Copy the stretch of records from the line that contains "Localize short sleeve" through the line that contains "xmin=300 ymin=172 xmax=325 ymax=182", both included, word for word.

Records for this task:

□ □ □

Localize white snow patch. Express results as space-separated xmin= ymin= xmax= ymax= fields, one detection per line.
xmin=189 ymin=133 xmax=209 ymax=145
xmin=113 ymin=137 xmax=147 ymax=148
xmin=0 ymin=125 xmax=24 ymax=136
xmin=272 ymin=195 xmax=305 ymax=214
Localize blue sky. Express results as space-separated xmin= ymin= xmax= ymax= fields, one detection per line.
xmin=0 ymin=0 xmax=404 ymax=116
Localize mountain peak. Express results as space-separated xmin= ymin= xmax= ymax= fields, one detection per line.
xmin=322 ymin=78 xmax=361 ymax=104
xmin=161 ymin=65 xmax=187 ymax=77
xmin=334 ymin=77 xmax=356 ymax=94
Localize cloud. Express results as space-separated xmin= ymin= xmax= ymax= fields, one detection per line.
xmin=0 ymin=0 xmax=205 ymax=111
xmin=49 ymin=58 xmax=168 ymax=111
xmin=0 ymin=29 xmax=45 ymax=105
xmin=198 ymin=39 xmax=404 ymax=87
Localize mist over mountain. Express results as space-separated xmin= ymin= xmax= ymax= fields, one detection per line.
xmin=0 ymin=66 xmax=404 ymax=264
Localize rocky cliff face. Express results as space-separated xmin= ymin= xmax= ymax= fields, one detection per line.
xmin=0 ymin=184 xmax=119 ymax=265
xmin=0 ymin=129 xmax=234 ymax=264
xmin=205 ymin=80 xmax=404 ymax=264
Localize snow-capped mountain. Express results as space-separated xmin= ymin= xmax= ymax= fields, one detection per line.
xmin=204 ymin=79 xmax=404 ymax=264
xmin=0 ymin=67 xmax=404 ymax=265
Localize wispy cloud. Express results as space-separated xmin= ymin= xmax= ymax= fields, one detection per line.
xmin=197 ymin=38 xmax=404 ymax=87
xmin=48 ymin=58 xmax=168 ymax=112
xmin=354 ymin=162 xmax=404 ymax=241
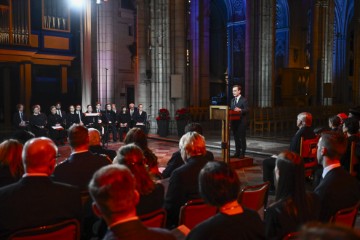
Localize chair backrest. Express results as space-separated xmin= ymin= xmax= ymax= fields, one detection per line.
xmin=139 ymin=208 xmax=166 ymax=228
xmin=238 ymin=182 xmax=270 ymax=211
xmin=8 ymin=219 xmax=80 ymax=240
xmin=299 ymin=137 xmax=318 ymax=160
xmin=330 ymin=201 xmax=360 ymax=228
xmin=283 ymin=232 xmax=299 ymax=240
xmin=179 ymin=199 xmax=218 ymax=229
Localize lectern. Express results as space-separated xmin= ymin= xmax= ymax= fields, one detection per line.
xmin=210 ymin=105 xmax=231 ymax=163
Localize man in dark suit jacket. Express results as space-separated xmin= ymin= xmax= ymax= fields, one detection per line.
xmin=53 ymin=125 xmax=111 ymax=191
xmin=263 ymin=112 xmax=316 ymax=192
xmin=314 ymin=132 xmax=360 ymax=222
xmin=88 ymin=128 xmax=116 ymax=160
xmin=165 ymin=132 xmax=208 ymax=228
xmin=161 ymin=123 xmax=214 ymax=178
xmin=89 ymin=164 xmax=175 ymax=240
xmin=230 ymin=85 xmax=249 ymax=158
xmin=0 ymin=137 xmax=81 ymax=239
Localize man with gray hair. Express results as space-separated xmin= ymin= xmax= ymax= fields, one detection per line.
xmin=263 ymin=112 xmax=315 ymax=193
xmin=0 ymin=137 xmax=81 ymax=239
xmin=89 ymin=164 xmax=175 ymax=240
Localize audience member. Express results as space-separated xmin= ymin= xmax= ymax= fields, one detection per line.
xmin=89 ymin=164 xmax=175 ymax=240
xmin=315 ymin=132 xmax=360 ymax=222
xmin=329 ymin=115 xmax=343 ymax=132
xmin=11 ymin=129 xmax=35 ymax=144
xmin=340 ymin=117 xmax=360 ymax=174
xmin=124 ymin=127 xmax=161 ymax=179
xmin=0 ymin=137 xmax=81 ymax=239
xmin=54 ymin=125 xmax=111 ymax=191
xmin=114 ymin=144 xmax=164 ymax=215
xmin=161 ymin=123 xmax=214 ymax=178
xmin=186 ymin=161 xmax=265 ymax=240
xmin=88 ymin=128 xmax=116 ymax=160
xmin=265 ymin=151 xmax=320 ymax=239
xmin=296 ymin=222 xmax=360 ymax=240
xmin=263 ymin=112 xmax=315 ymax=192
xmin=165 ymin=132 xmax=209 ymax=228
xmin=0 ymin=139 xmax=24 ymax=187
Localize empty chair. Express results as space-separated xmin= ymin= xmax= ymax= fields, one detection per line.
xmin=140 ymin=208 xmax=166 ymax=228
xmin=330 ymin=201 xmax=360 ymax=228
xmin=8 ymin=219 xmax=80 ymax=240
xmin=179 ymin=199 xmax=217 ymax=229
xmin=238 ymin=182 xmax=270 ymax=211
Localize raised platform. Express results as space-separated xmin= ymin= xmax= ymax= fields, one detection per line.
xmin=230 ymin=156 xmax=254 ymax=169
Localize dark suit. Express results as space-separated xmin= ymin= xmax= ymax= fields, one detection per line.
xmin=133 ymin=111 xmax=147 ymax=133
xmin=230 ymin=96 xmax=249 ymax=156
xmin=53 ymin=151 xmax=111 ymax=191
xmin=0 ymin=177 xmax=81 ymax=239
xmin=103 ymin=220 xmax=175 ymax=240
xmin=165 ymin=156 xmax=208 ymax=227
xmin=263 ymin=126 xmax=315 ymax=190
xmin=13 ymin=111 xmax=28 ymax=129
xmin=118 ymin=112 xmax=131 ymax=141
xmin=314 ymin=167 xmax=360 ymax=222
xmin=89 ymin=145 xmax=116 ymax=160
xmin=102 ymin=110 xmax=117 ymax=142
xmin=161 ymin=150 xmax=214 ymax=178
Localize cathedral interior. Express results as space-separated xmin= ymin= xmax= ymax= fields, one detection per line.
xmin=0 ymin=0 xmax=360 ymax=131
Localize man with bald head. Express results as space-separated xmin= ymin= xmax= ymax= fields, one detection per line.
xmin=88 ymin=128 xmax=116 ymax=160
xmin=53 ymin=125 xmax=112 ymax=191
xmin=0 ymin=137 xmax=81 ymax=239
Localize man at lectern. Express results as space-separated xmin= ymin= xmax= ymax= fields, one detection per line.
xmin=230 ymin=85 xmax=249 ymax=158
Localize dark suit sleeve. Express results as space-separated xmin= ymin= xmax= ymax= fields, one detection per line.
xmin=161 ymin=150 xmax=184 ymax=178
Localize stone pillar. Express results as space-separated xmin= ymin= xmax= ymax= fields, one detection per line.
xmin=80 ymin=0 xmax=91 ymax=109
xmin=353 ymin=1 xmax=360 ymax=105
xmin=312 ymin=0 xmax=334 ymax=105
xmin=245 ymin=0 xmax=276 ymax=107
xmin=61 ymin=66 xmax=68 ymax=94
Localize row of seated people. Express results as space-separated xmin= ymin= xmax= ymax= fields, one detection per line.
xmin=0 ymin=119 xmax=360 ymax=239
xmin=13 ymin=103 xmax=147 ymax=145
xmin=263 ymin=111 xmax=360 ymax=193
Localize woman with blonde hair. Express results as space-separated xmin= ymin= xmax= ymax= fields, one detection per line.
xmin=0 ymin=139 xmax=24 ymax=187
xmin=113 ymin=144 xmax=164 ymax=215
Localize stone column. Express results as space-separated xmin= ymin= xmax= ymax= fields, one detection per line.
xmin=353 ymin=1 xmax=360 ymax=105
xmin=245 ymin=0 xmax=276 ymax=107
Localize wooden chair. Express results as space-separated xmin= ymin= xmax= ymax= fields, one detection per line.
xmin=238 ymin=182 xmax=270 ymax=211
xmin=8 ymin=219 xmax=80 ymax=240
xmin=299 ymin=137 xmax=319 ymax=177
xmin=179 ymin=199 xmax=218 ymax=229
xmin=330 ymin=201 xmax=360 ymax=228
xmin=139 ymin=208 xmax=166 ymax=228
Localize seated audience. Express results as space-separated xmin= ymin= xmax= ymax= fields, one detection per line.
xmin=89 ymin=164 xmax=175 ymax=240
xmin=114 ymin=144 xmax=164 ymax=215
xmin=88 ymin=128 xmax=116 ymax=160
xmin=0 ymin=139 xmax=24 ymax=187
xmin=340 ymin=117 xmax=360 ymax=175
xmin=265 ymin=151 xmax=320 ymax=239
xmin=161 ymin=123 xmax=214 ymax=178
xmin=53 ymin=125 xmax=112 ymax=191
xmin=296 ymin=222 xmax=360 ymax=240
xmin=165 ymin=132 xmax=209 ymax=228
xmin=124 ymin=127 xmax=161 ymax=179
xmin=186 ymin=161 xmax=265 ymax=240
xmin=0 ymin=137 xmax=81 ymax=239
xmin=263 ymin=112 xmax=315 ymax=193
xmin=315 ymin=132 xmax=360 ymax=222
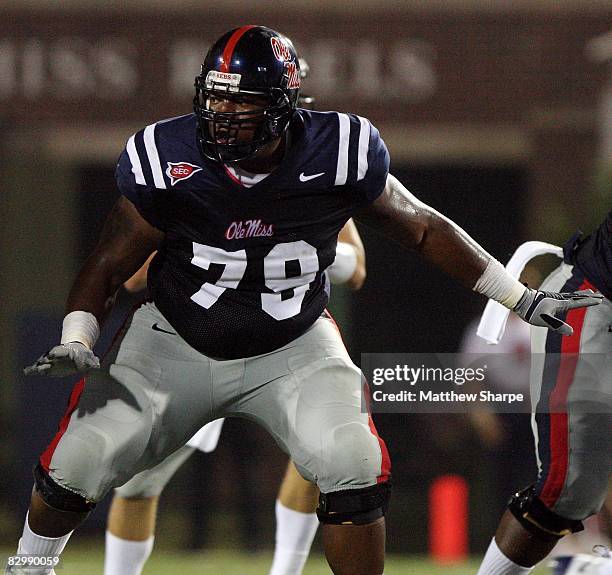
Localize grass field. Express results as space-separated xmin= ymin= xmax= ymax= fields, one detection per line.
xmin=2 ymin=546 xmax=550 ymax=575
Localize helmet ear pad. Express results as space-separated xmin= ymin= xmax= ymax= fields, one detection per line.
xmin=193 ymin=26 xmax=300 ymax=163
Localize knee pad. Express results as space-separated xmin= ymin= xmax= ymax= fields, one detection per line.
xmin=34 ymin=463 xmax=96 ymax=513
xmin=508 ymin=485 xmax=584 ymax=539
xmin=317 ymin=481 xmax=391 ymax=525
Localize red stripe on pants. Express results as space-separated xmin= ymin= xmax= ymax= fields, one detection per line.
xmin=540 ymin=280 xmax=593 ymax=508
xmin=40 ymin=378 xmax=85 ymax=472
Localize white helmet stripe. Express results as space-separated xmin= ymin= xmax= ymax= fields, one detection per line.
xmin=126 ymin=136 xmax=147 ymax=186
xmin=144 ymin=124 xmax=166 ymax=190
xmin=357 ymin=116 xmax=371 ymax=181
xmin=334 ymin=114 xmax=351 ymax=186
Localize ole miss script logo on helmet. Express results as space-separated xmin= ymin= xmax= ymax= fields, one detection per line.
xmin=166 ymin=162 xmax=202 ymax=186
xmin=270 ymin=36 xmax=300 ymax=89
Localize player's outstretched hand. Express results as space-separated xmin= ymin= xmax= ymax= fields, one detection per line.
xmin=512 ymin=288 xmax=603 ymax=335
xmin=23 ymin=341 xmax=100 ymax=377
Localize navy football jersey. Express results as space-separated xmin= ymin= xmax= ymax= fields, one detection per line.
xmin=116 ymin=109 xmax=389 ymax=359
xmin=563 ymin=210 xmax=612 ymax=301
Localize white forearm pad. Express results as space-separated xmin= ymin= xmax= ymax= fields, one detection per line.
xmin=472 ymin=258 xmax=527 ymax=309
xmin=327 ymin=242 xmax=357 ymax=284
xmin=61 ymin=311 xmax=100 ymax=349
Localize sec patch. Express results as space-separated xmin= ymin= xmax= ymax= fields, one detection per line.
xmin=166 ymin=162 xmax=202 ymax=186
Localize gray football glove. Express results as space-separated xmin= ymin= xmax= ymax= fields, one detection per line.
xmin=512 ymin=288 xmax=603 ymax=335
xmin=23 ymin=341 xmax=100 ymax=377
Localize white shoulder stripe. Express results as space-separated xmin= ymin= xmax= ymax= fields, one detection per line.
xmin=357 ymin=116 xmax=371 ymax=181
xmin=334 ymin=114 xmax=351 ymax=186
xmin=144 ymin=124 xmax=166 ymax=190
xmin=126 ymin=136 xmax=147 ymax=186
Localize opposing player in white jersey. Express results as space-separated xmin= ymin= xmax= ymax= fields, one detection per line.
xmin=104 ymin=220 xmax=366 ymax=575
xmin=11 ymin=25 xmax=601 ymax=575
xmin=479 ymin=211 xmax=612 ymax=575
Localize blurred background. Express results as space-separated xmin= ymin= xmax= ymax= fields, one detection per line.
xmin=0 ymin=0 xmax=612 ymax=568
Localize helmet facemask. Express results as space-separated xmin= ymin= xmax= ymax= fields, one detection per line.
xmin=193 ymin=76 xmax=294 ymax=164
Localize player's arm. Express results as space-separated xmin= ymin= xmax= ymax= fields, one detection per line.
xmin=25 ymin=196 xmax=164 ymax=376
xmin=327 ymin=219 xmax=366 ymax=291
xmin=359 ymin=174 xmax=603 ymax=335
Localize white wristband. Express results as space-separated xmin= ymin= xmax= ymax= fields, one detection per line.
xmin=327 ymin=242 xmax=357 ymax=284
xmin=61 ymin=311 xmax=100 ymax=349
xmin=472 ymin=258 xmax=527 ymax=309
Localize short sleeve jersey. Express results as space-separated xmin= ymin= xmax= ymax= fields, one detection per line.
xmin=116 ymin=109 xmax=389 ymax=359
xmin=564 ymin=210 xmax=612 ymax=301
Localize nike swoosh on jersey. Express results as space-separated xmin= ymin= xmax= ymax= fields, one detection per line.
xmin=151 ymin=323 xmax=176 ymax=335
xmin=300 ymin=172 xmax=325 ymax=182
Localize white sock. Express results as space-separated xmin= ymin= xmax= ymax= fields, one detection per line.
xmin=270 ymin=499 xmax=319 ymax=575
xmin=104 ymin=531 xmax=155 ymax=575
xmin=477 ymin=538 xmax=533 ymax=575
xmin=17 ymin=512 xmax=72 ymax=575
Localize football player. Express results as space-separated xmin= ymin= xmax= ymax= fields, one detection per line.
xmin=11 ymin=25 xmax=601 ymax=575
xmin=104 ymin=220 xmax=366 ymax=575
xmin=478 ymin=211 xmax=612 ymax=575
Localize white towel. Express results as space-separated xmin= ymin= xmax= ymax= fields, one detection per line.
xmin=476 ymin=242 xmax=563 ymax=344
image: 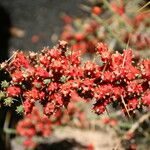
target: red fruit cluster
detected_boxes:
[16,108,52,147]
[0,41,150,115]
[94,43,150,114]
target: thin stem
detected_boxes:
[121,95,131,118]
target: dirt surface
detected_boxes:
[0,0,86,50]
[11,127,123,150]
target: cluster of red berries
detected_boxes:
[0,41,150,115]
[16,108,52,148]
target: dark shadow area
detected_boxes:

□ □ □

Reply to the task:
Localize short sleeve jersey. Express results as space-separated xmin= ymin= xmax= ymax= fields, one detection per line.
xmin=116 ymin=109 xmax=389 ymax=359
xmin=564 ymin=210 xmax=612 ymax=301
Localize nike swoosh on jersey. Express results as space-separated xmin= ymin= xmax= ymax= fields, one detection per line.
xmin=151 ymin=323 xmax=176 ymax=335
xmin=300 ymin=172 xmax=325 ymax=182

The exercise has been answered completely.